● Excerpt:
Now that I've put up some photos of what we got up to down in Kaitangata it's only fair that I write about how I felt about the whole experience.
There were a few times where I wanted to burst out crying because Tangi wasnt here to share it with me. But the thing was, was that I could feel him the entire time there with me. So I introduced my family to Tangi and vice versa. Showed a couple of them the video of Tangi and showed some photos that I had on my laptop. They had never met him but they were touched and felt the loss that I felt. When I told them about the kind of man that he was, they were couldnt believe it. That Tangi was such an honourable, kindhearted and awesome husband and man. I felt so proud to be able to say that I married him and that I loved him.
We stopped off at Tangi's folks place on the way thru to Hamilton, but they werent home. When we got back to Hamilton, Dad just turned off and went straight to see Tangi. I didnt have to ask or say anything. Because for me, I feel like a burden when I ask anyone if I can go and see him. But it was really special. Me and Dad spoke about what kind of headstone I was thinking of. I have a few ideas and I know that Tangi would like all of them. I just have to make a definate decision by Dupri's birthday at least. Just so that they have time to get it done.

● Task details: Condense the paragraph of the Kaitangata trip reflection that begins "We stopped off at Tangi's folks place" into a short bulleted list that keeps its main facts.

● Records supplied:
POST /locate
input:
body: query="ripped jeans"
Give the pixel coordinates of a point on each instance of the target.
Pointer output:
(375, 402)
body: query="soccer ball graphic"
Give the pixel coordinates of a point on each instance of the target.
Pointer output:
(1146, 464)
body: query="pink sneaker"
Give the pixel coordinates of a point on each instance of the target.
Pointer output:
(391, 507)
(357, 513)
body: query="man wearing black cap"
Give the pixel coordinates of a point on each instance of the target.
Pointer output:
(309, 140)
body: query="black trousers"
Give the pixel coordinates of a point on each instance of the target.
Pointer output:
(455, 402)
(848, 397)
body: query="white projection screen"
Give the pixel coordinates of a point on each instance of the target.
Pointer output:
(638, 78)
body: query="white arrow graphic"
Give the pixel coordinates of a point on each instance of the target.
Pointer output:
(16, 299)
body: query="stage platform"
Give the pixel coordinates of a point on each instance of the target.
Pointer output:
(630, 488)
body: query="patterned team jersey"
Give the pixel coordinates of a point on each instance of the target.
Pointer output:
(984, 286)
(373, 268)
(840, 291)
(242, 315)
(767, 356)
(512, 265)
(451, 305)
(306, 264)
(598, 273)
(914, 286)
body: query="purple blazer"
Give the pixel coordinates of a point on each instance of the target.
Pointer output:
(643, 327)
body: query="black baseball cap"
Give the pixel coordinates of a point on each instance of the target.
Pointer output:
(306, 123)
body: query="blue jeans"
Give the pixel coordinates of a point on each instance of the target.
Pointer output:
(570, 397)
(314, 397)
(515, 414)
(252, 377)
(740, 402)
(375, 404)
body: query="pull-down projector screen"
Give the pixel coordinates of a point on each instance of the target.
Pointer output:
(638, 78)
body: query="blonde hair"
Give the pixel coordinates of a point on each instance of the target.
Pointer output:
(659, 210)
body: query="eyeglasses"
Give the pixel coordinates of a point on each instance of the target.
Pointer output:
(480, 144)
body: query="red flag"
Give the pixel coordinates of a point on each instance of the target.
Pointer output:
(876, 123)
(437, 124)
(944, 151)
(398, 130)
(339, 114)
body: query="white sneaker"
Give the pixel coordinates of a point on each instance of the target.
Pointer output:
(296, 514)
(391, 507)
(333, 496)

● Problem solution:
- Stopped at Tangi's folks' place on the way through to Hamilton, but they weren't home.
- Back in Hamilton, Dad drove straight to see Tangi without being asked, which felt special because asking others feels like being a burden.
- Talked with Dad about the headstone; there are a few ideas, all ones Tangi would like.
- A final decision is needed by Dupri's birthday at the latest, so there is time to have it made.